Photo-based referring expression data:
───
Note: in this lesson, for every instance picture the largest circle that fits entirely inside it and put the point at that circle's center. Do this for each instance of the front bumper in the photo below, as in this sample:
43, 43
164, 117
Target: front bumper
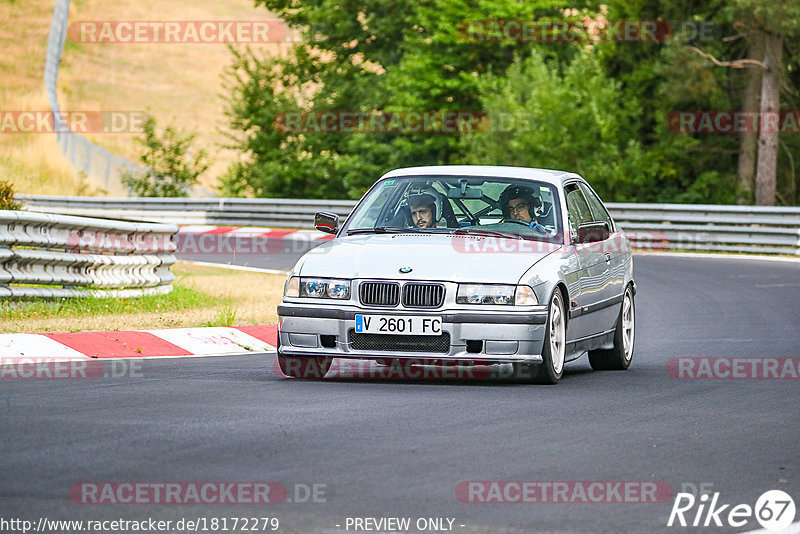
480, 336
───
Word for word, print out all of the records above; pass over the pictures.

PROBLEM SOLUTION:
Note: in this lesson, for every instance picture the largest circle that fits entirely inside it and put the point at that circle's center. Do this for each instance of the front bumper in the photo below, as in this sample:
43, 43
164, 117
Target: front bumper
480, 336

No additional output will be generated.